Association between Obesity and Thyroid Hormone Levels among Saudi Arabian Patients


Authors : Shahl Mohamed; Nizar Ismail; Osman Abdelrahman; Mogadam Baher-Eldin Yagob

Volume/Issue : Volume 6 - 2021, Issue 9 - September

Google Scholar : http://bitly.ws/gu88

Scribd : https://bit.ly/3msevNh

Obesity epidemic is a major health-care problem. The thyroid hormone affects weight status through modulation of the Resting Energy Expenditure. This is done through the adaptive thermogenesis, the Na/K pump, glucose entry through GLUT-4 transporter, and through effects on the cardiac muscle. Studies conflict on the effect of obesity on the thyroid hormone function; some studies found a positive correlation even after excluding thyroid disorders, but others did not. Although obesity can explain the co-occurrence of coronary artery disease and diabetes mellitus, the influence of the thyroid hormone needs further clarification. In this study, we explore the association between obesity and thyroid hormone levels and the effect of the thyroid hormone on comorbidities. Methodology: This is a retrospective cross-sectional study that included hospitalized patients in the Endocrinology department of King Fahd Hospital between January 2016 and January 2017. Patient files were searched for age, gender, co-morbidities, chronic medications, TSH, free T3, free T4, and BMI. Patient with endocrinologic disease, thyroid disease, cancer; and women who are pregnant or on Oral Contraceptive Pills were excluded from the study. Data was analyzed using SPSS version 23. Frequencies, descriptive statistics and multiple linear regression were performed looking for statistically significant associations. Results: We studied 334 Saudi Arabian participants, 66.7% of whom were females. The mean age among our patients was 49 years. Twenty five percent of our patients had a normal BMI, 30.8% were overweight, and 42.8% were obese. Sixty three percent of our participants had abnormal TSH level, 22% had abnormal T3, and 21.5% had abnormal T4. About half of our patients had at least one comorbidity. Multiple linear regression analysis was done, with BMI as the outcome variable and TSH, T3, and T4 as the predictive variables. It did not reveal any significant association. Discussion: Although many studies report an association between obesity and the thyroid function, many others, including our study, did not. This can be attributed to different laboratories, methodologies and sample sizes. Our studied population was leaner on average than other studies. Although it is not clear whether different obesity levels have different effect on the thyroid function, an association was detected in more obese populations.

# TASK TO CARRY OUT
Please give the number of Saudi Arabian participants in the obesity and thyroid study.

# GIVEN DATA

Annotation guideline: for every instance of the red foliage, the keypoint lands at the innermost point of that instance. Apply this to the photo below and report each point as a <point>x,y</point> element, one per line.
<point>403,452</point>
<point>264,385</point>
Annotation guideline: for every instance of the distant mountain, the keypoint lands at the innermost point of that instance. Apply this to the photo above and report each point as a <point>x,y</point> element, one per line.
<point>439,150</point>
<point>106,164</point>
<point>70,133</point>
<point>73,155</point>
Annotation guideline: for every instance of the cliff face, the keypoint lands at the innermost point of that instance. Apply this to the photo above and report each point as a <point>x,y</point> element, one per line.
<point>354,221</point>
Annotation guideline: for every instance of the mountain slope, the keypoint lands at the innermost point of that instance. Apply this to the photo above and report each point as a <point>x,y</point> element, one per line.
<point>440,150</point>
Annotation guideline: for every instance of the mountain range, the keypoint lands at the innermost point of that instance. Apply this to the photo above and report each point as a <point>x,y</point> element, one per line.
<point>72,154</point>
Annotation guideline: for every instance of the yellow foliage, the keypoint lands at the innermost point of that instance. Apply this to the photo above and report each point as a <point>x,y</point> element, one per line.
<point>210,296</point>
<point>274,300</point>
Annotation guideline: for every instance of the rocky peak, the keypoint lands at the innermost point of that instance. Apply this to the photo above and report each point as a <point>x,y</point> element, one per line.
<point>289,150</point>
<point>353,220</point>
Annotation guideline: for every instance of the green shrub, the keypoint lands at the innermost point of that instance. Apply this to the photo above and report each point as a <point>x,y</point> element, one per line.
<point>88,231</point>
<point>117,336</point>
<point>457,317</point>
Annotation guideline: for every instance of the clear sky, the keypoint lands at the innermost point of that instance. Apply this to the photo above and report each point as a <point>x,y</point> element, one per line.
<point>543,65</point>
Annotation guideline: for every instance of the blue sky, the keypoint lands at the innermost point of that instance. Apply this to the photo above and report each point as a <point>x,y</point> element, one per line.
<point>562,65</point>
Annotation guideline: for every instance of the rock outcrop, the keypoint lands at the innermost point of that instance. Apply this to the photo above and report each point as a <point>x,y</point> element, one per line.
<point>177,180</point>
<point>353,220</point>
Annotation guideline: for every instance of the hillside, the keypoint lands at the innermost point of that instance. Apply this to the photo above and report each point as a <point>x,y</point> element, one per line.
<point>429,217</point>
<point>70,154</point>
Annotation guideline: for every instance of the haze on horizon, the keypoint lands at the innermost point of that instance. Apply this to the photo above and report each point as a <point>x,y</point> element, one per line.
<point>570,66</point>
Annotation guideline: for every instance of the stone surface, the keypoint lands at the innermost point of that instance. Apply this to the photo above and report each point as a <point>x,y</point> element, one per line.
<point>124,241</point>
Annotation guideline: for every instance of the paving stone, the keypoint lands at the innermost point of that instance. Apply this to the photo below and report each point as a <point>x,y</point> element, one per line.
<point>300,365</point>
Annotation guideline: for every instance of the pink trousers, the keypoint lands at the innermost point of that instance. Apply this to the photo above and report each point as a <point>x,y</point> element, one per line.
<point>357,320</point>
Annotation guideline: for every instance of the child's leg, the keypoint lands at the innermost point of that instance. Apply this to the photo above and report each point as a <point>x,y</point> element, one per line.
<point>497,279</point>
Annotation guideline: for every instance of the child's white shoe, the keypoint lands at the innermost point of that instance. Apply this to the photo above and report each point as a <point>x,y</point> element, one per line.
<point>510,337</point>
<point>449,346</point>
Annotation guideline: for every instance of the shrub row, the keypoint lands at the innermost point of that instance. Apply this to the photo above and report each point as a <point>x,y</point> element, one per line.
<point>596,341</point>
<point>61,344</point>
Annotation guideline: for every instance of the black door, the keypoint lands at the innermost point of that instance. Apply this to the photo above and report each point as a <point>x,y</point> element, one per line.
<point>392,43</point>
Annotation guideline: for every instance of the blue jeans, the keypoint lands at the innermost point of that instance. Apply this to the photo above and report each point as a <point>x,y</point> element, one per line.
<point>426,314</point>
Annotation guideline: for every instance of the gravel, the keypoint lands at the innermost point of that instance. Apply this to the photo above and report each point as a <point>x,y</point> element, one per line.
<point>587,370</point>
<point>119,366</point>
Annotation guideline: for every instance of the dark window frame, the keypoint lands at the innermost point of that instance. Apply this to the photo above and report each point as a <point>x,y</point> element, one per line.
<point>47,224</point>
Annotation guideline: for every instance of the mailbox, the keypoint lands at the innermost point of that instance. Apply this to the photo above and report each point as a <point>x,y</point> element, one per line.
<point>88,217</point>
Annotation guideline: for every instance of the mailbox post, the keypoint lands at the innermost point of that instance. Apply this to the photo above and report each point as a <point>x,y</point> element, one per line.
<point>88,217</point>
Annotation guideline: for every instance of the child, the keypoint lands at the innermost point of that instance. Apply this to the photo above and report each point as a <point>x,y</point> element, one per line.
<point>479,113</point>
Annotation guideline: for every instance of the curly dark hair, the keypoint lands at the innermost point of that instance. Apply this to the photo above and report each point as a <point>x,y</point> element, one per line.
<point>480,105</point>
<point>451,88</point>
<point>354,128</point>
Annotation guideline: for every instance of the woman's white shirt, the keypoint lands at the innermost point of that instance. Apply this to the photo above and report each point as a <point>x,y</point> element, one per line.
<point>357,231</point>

# RESULT OF THIS TASK
334